[To do]:
1. In the thread below on a heat shield for a grill, what chore does DATsBBQ have because the gasser has no cover?
2. Resume the grill heat shield thread below, picking up after its final post.

[Page extract]:

════════════════

# Heat Shield for Grill.



## Finney (Apr 26, 2006)

If it's a portable grill, why don't you just pull it out some when you use it?
If not, you can do many things to make a heat deflector.  Sheet steel or aluminum, ply-wood with a foil facing, solid insulation with foil, a water heater blanket (not w/ the cheap plastic facing), and the aluminized fiberglass material used to insulate race cars (you can buy it in rolls).


----------



## DATsBBQ (Apr 26, 2006)

My gasser is next to a large window. I don't worry about the glass cracking. Since the gasser doesn't have a cover, the chore is to clean grease splatter off the window.

I think the glass would melt before it cracked.
DATsBBQ


----------



## Finney (Apr 26, 2006)

DATsBBQ said:
			
		

> My gasser is next to a large window. I don't worry about the glass cracking. Since the gasser doesn't have a cover, the chore is to clean grease splatter off the window.
> 
> I think the glass would melt before it cracked.
> DATsBBQ


Melt?!?!? :ack:


----------



## LarryWolfe (Apr 26, 2006)

Finney said:
			
		

> DATsBBQ said:
> 
> 
> 
> ...



I would think it would stand a better chance of shattering, especially if it's cold out due to the heat differences.

════════════════

[Record excerpts]:
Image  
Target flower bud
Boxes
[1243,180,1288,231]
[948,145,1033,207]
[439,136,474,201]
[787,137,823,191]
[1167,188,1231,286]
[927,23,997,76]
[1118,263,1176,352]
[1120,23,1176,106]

════════════════

[Outputs in order]:
1. Cleaning grease splatter off the window.

2.
----------



## DATsBBQ (Apr 26, 2006)

It would have to get pretty hot to melt, like the whole house in on fire but I still think it would melt before it cracked. Shatter? perhaps if is not safety glass but still unlikely. I've had flames on my gasser that would make Emril proud and never had a problem with glass cracking, shattering or even melting :grin:

Exhibit A: http://www.ncre.biz/gasserinfrontofwindow.html
 8-[  8-[


----------



## LarryWolfe (Apr 26, 2006)

DATsBBQ said:
			
		

> It would have to get pretty hot to melt, like the whole house in on fire but I still think it would melt before it cracked. Shatter? perhaps if is not safety glass but still unlikely. I've had flames on my gasser that would make Emril proud and never had a problem with glass cracking, shattering or even melting :grin:
> 
> Exhibit A: http://www.ncre.biz/gasserinfrontofwindow.html
> 8-[  8-[



I guess my point is, I don't think it will shatter or melt from you cooking in front of it in the first place.  Unless you put the glass right on top of the flame.  However, I think if you did place the glass directly ontop I believe it would shatter vs. melt.  The grill doesn't get hot enough to melt glass in the first place.


----------



## DATsBBQ (Apr 26, 2006)

Point taken =D>


----------



## Finney (Apr 26, 2006)

It would definitely crack first.  It's a matter of heat in a concentrated area.  The temp to melt window glass is outrageous.  And if it's at the kitchen sink or a door, it's tempered so it would be even harder for either to happen.  Glass top ranges have tempered glass on them.

Back to the original question.... Brooks, many things will work as a heatshield.  In the pics that Dat's posted that grill has a vertical steel plate acting as a heatshield. :!:   You don't need much.


----------



## DATsBBQ (Apr 26, 2006)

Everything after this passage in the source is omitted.